◆ **Records supplied**:
────────────────────

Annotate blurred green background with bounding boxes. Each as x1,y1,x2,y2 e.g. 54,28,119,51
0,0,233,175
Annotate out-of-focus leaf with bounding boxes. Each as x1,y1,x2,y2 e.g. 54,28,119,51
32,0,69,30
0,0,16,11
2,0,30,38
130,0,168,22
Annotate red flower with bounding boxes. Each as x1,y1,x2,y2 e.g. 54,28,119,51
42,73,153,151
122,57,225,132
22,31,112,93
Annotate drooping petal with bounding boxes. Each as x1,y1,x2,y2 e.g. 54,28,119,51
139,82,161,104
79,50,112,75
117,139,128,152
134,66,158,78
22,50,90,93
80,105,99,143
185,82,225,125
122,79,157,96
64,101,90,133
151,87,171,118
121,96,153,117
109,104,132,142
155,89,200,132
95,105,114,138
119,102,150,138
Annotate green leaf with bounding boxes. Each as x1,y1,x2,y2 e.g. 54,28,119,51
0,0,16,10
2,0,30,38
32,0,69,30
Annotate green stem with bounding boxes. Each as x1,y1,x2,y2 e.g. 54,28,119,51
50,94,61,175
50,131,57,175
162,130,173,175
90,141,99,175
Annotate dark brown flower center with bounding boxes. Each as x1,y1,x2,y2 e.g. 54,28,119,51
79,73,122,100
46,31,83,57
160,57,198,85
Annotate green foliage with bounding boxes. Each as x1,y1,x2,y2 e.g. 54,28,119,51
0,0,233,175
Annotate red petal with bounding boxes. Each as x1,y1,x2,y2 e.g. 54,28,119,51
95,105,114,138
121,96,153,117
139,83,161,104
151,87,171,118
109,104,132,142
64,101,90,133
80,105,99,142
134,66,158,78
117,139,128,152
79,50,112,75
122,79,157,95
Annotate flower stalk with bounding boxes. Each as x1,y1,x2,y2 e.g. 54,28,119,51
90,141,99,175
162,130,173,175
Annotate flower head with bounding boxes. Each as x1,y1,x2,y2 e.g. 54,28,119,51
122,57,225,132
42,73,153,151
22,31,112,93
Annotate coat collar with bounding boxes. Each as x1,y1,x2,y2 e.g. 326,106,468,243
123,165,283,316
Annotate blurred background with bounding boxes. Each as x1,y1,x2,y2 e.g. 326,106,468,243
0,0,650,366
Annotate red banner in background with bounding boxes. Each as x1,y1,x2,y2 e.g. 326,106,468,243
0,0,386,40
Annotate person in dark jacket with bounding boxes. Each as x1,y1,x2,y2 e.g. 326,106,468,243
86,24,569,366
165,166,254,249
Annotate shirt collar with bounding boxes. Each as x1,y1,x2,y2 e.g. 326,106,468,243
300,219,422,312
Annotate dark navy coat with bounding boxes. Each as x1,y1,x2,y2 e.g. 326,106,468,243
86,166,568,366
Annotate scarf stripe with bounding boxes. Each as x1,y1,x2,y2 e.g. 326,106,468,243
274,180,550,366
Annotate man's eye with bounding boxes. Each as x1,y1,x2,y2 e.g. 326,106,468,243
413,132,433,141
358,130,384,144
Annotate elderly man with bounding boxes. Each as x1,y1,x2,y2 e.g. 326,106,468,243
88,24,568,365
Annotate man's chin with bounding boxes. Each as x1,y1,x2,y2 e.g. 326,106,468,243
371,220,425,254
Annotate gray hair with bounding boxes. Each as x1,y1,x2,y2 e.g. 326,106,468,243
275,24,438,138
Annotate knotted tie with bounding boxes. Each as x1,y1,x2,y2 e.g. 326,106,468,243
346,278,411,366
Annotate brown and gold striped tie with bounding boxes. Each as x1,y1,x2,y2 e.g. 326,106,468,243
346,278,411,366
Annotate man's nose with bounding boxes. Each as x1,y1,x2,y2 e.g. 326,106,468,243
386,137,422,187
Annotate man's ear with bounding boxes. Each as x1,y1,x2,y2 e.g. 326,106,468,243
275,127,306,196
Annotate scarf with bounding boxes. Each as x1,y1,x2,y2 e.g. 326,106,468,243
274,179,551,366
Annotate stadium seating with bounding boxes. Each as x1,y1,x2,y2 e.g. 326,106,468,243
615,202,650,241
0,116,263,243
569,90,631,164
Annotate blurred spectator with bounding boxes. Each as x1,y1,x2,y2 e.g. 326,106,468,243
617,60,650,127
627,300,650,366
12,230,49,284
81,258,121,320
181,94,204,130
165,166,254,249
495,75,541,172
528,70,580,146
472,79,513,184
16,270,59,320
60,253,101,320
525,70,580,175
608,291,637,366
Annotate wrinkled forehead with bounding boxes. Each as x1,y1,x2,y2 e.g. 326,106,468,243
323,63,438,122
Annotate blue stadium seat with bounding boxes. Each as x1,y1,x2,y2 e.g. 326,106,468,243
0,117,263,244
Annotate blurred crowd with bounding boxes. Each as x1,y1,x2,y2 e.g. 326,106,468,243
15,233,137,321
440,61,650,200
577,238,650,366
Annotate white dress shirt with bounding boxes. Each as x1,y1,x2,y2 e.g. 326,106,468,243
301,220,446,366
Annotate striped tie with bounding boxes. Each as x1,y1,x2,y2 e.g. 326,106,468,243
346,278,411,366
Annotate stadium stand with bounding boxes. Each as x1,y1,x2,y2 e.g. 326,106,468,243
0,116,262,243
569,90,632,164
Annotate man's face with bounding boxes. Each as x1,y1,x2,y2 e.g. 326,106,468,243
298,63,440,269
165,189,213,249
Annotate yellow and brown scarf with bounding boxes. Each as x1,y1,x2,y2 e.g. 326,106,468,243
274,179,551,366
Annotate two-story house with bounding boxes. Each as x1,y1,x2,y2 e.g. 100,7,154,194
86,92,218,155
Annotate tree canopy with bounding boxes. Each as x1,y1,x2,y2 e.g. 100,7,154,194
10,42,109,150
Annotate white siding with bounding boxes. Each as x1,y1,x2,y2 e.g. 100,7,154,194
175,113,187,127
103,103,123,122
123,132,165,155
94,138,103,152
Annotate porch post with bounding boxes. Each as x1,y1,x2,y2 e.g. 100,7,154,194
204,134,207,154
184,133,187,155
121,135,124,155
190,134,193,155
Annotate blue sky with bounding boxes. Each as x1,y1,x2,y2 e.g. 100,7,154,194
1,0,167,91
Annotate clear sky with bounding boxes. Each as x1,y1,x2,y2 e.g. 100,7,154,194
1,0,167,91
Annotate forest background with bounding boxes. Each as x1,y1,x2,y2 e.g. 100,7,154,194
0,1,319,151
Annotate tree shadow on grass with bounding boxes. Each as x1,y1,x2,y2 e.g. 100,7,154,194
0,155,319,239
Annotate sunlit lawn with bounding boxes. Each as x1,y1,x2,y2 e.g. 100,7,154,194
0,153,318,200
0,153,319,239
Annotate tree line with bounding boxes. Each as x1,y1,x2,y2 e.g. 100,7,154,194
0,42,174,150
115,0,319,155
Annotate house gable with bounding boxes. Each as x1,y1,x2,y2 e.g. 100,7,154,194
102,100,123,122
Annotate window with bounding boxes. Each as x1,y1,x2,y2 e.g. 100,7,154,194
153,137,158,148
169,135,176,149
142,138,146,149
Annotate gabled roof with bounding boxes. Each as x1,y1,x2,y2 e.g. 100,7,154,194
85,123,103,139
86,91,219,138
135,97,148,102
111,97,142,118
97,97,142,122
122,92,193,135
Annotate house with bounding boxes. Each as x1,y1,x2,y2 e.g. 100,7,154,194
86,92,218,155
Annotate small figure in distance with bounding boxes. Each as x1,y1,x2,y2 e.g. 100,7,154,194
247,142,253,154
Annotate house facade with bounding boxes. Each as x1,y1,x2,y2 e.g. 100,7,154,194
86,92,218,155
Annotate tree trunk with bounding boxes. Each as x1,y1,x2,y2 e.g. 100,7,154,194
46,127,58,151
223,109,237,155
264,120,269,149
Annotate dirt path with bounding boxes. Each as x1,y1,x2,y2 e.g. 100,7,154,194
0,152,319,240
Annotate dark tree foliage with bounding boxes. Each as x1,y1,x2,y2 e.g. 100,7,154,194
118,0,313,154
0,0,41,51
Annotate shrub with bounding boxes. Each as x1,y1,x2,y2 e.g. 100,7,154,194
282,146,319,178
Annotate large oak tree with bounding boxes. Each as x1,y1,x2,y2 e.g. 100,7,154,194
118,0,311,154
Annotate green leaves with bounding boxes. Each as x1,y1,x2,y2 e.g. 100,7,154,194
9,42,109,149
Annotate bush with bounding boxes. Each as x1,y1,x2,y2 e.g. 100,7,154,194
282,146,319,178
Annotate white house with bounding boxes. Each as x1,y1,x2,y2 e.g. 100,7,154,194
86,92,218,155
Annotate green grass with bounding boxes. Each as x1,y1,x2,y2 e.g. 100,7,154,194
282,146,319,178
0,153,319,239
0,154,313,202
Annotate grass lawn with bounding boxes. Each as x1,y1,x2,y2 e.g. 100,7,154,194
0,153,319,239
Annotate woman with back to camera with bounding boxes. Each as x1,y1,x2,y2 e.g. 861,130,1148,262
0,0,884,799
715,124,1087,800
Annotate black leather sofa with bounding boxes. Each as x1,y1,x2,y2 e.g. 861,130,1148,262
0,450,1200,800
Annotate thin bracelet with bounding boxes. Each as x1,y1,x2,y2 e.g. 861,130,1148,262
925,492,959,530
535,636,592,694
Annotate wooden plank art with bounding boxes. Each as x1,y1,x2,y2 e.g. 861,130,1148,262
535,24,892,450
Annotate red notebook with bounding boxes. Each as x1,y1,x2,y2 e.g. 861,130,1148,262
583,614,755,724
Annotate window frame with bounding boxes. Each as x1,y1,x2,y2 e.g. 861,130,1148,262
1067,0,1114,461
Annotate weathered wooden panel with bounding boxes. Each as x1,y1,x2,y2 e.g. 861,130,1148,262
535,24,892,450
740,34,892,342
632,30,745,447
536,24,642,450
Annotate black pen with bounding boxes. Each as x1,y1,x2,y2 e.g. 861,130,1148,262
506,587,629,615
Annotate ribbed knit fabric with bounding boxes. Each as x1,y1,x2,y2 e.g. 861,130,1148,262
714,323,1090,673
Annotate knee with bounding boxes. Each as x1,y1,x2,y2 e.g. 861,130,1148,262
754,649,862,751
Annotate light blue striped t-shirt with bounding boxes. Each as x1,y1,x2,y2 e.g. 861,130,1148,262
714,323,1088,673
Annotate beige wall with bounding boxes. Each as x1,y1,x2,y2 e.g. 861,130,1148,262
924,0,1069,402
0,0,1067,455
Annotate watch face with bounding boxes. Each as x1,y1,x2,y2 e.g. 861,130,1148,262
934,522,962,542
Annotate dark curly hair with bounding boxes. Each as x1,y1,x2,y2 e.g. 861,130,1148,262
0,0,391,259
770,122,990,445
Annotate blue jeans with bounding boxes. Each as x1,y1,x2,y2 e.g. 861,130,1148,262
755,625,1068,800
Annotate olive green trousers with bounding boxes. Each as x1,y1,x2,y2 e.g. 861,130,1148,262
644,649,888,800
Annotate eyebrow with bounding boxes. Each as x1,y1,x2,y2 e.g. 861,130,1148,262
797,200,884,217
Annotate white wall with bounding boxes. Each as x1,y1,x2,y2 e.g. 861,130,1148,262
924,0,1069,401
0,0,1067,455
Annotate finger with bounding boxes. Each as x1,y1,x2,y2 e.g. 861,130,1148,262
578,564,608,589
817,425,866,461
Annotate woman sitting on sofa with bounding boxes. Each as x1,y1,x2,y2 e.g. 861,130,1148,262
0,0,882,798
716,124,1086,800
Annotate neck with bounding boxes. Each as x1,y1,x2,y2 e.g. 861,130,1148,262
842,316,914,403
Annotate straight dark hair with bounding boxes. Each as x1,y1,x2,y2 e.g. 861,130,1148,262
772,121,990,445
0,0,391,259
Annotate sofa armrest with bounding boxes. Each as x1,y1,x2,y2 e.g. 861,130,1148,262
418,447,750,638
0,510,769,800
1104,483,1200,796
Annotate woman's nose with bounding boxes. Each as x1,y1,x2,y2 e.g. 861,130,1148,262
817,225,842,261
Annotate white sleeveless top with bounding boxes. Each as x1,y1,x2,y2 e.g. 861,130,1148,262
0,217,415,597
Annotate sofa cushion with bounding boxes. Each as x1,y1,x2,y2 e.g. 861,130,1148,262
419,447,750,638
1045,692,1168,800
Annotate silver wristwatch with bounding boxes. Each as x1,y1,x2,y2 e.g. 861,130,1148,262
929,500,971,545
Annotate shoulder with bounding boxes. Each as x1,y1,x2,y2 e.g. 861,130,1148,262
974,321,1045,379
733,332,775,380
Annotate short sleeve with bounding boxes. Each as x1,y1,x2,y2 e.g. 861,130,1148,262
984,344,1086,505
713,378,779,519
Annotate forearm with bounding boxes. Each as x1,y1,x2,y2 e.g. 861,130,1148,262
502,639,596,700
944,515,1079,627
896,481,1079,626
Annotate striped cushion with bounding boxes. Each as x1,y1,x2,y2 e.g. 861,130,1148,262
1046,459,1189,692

────────────────────

◆ **What the exercise asks**:
Count the lines in the records that contain the string "striped", with case counting, and reply with only that number.

◆ **Answer to this task**:
4